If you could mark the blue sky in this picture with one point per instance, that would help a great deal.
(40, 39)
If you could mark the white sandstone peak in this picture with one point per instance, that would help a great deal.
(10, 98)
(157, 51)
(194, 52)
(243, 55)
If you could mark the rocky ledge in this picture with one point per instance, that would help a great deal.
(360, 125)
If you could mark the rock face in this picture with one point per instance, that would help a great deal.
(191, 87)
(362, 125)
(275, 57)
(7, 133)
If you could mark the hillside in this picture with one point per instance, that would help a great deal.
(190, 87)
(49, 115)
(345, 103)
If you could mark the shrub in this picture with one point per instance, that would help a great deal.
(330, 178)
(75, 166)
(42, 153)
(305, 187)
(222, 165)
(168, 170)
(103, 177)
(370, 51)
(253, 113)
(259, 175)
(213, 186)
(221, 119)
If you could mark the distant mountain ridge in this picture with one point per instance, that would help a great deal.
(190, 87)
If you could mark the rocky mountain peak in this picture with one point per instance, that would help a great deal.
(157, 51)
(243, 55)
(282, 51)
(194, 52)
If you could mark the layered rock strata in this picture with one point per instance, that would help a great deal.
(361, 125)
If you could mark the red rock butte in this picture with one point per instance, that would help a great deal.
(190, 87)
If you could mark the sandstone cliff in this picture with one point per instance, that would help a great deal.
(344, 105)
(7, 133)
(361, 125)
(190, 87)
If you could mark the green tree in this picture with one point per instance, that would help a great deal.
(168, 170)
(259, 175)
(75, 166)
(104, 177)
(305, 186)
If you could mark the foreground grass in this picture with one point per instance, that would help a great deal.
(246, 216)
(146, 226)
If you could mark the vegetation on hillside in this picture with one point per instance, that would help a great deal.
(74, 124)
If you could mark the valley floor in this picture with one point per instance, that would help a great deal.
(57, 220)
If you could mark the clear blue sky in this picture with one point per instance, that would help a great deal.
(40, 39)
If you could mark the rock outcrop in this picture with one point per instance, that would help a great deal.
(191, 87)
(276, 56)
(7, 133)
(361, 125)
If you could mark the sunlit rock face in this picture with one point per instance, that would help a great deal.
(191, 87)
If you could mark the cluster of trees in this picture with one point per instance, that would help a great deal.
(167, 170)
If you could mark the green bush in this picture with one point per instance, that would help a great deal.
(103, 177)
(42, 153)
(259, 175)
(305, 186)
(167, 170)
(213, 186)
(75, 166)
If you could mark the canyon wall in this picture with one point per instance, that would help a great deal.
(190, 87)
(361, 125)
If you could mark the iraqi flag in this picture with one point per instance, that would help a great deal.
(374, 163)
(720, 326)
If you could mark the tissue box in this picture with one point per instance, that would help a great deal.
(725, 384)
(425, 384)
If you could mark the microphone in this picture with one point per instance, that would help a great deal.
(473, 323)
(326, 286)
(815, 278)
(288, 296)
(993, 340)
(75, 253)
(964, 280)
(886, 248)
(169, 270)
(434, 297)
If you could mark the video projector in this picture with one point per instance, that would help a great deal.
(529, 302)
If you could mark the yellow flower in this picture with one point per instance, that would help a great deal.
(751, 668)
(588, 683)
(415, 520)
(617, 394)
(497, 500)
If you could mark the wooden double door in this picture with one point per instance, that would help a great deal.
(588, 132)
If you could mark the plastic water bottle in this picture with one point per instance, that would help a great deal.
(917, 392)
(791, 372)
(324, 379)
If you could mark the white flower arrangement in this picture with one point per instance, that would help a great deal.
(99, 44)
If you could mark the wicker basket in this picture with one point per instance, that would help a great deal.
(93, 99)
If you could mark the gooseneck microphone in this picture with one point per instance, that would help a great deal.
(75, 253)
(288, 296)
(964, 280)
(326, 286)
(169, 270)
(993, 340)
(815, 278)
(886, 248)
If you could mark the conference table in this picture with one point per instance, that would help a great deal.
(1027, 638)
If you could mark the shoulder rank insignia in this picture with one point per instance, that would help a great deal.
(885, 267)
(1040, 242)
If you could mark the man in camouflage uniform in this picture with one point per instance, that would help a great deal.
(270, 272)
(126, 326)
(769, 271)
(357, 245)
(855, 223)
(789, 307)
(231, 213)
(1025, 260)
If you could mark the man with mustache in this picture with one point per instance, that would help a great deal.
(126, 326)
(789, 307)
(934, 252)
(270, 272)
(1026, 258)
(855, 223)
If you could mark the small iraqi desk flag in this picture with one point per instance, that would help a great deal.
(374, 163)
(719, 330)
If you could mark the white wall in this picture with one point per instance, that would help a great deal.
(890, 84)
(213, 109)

* * * *

Problem – Repeat the data word for word. Leave nothing out.

Exercise result –
If you could mark the blue sky in this picture with one point per instance, that would help a great deal.
(40, 39)
If you could mark the white sandstone peak in this picture with one point per instance, that would help a great deal.
(10, 98)
(157, 51)
(194, 52)
(243, 55)
If you could mark the rocky ledge in this picture with one point per instance, that would help a great deal.
(360, 125)
If you could mark the rock face in this picture with one point per instance, that would help a great deal.
(191, 87)
(362, 125)
(275, 57)
(7, 133)
If you could mark the hillside in this picture with one point per instance, that would help a great deal.
(190, 87)
(49, 115)
(345, 103)
If you could mark the shrub in this picture with one point per instance, that would help a great deal.
(330, 178)
(75, 166)
(42, 153)
(305, 187)
(222, 165)
(168, 170)
(103, 177)
(370, 51)
(253, 113)
(259, 175)
(213, 186)
(221, 119)
If you could mark the distant mountain ridge in this picture with one point per instance, that would help a great deal.
(190, 87)
If you could mark the rocky mountain peak in this picture with one point per instance, that would help a great deal.
(157, 51)
(243, 55)
(282, 51)
(194, 52)
If you could mark the layered rock strata in this picture with one point per instance, that would help a great deal.
(361, 125)
If you could mark the red rock butte in this picture with one point per instance, that would help a great deal.
(190, 87)
If you could mark the sandstone cliff in this picture with one point per instance, that would help a great deal.
(344, 105)
(7, 133)
(361, 125)
(190, 87)
If you could mark the green tree in this picture with one point per instance, that would help a great deal.
(168, 170)
(259, 175)
(75, 166)
(104, 177)
(305, 186)
If you could mark the foreground grass in this picture with one point per instance, that would help a great deal.
(246, 216)
(146, 226)
If you could mark the vegetation on hillside in this picture with one point per instance, that would help a great deal.
(74, 124)
If you could mark the valley floor in this picture with one point per instance, that would help a great deal.
(57, 220)
If you could mark the clear blue sky in this picture with one point per instance, that would help a great deal.
(40, 39)
If you could mark the rock outcrop in this picture with one point per instance, that would help a great deal.
(191, 87)
(276, 56)
(7, 133)
(361, 125)
If you could mark the sunlit rock face in this picture with one point per instance, that would help a great deal.
(191, 87)
If you could mark the cluster of trees in this picture with one point per instance, that would help a great deal.
(167, 170)
If you could mark the green bush in this picture with one point per instance, that would help a great deal.
(103, 177)
(42, 153)
(259, 175)
(305, 186)
(167, 170)
(213, 186)
(75, 166)
If you could mark the canyon wall in this picture with one point per instance, that would help a great deal.
(190, 87)
(361, 125)
If you could mark the iraqi flag in this picture with one point per instance, that would help a great deal.
(374, 163)
(720, 326)
If you could mark the tissue box in this picture with one point per instance, that would help a great deal.
(725, 384)
(425, 384)
If you could mark the microphone in this picture with one point per instance, that would help a great deal.
(473, 323)
(326, 286)
(815, 278)
(288, 296)
(993, 340)
(75, 253)
(964, 280)
(886, 248)
(169, 270)
(434, 297)
If you could mark the video projector in this picture with one point per instance, that would help a great deal.
(529, 302)
If you could mark the yellow flower in this picture with one point per instance, that would help a great deal.
(751, 668)
(588, 683)
(415, 520)
(617, 394)
(497, 500)
If you could mark the wooden double door in this picture with one point per instance, that would help a great deal.
(588, 132)
If you could mark the plastic water bottle in this picture with one point per instance, that would help a great deal.
(917, 392)
(791, 372)
(324, 379)
If you could mark the white flower arrangement in this picture with one point per instance, that would help a great deal.
(99, 44)
If you could mark the wicker basket in this picture with one point per instance, that would help a great deal.
(93, 99)
If you could mark the gooseneck microphone in this picture with one point per instance, that would help a great deal.
(75, 253)
(288, 296)
(964, 280)
(326, 286)
(169, 270)
(993, 340)
(815, 278)
(886, 248)
If you could mark the conference table in this picture with one point per instance, that would help a great deal.
(1027, 638)
If you could mark the shoulder rank insignia in this picture with one point per instance, that would help a great deal.
(885, 267)
(1040, 242)
If you could mark the man in camouflage uniform in this picture with one point per instance, that would help a great deal.
(270, 272)
(126, 326)
(769, 271)
(357, 245)
(855, 223)
(789, 307)
(231, 213)
(1025, 260)
If you could mark the man with mustache in this picture with one point per instance, that would help a great deal.
(126, 326)
(789, 307)
(934, 252)
(270, 272)
(1026, 258)
(855, 223)
If you could mark the small iraqi desk flag in this picture with one point per instance, that would help a great deal.
(374, 163)
(719, 330)
If you could mark the white wall in this picture with one point per instance, that would help a great deal.
(890, 84)
(213, 109)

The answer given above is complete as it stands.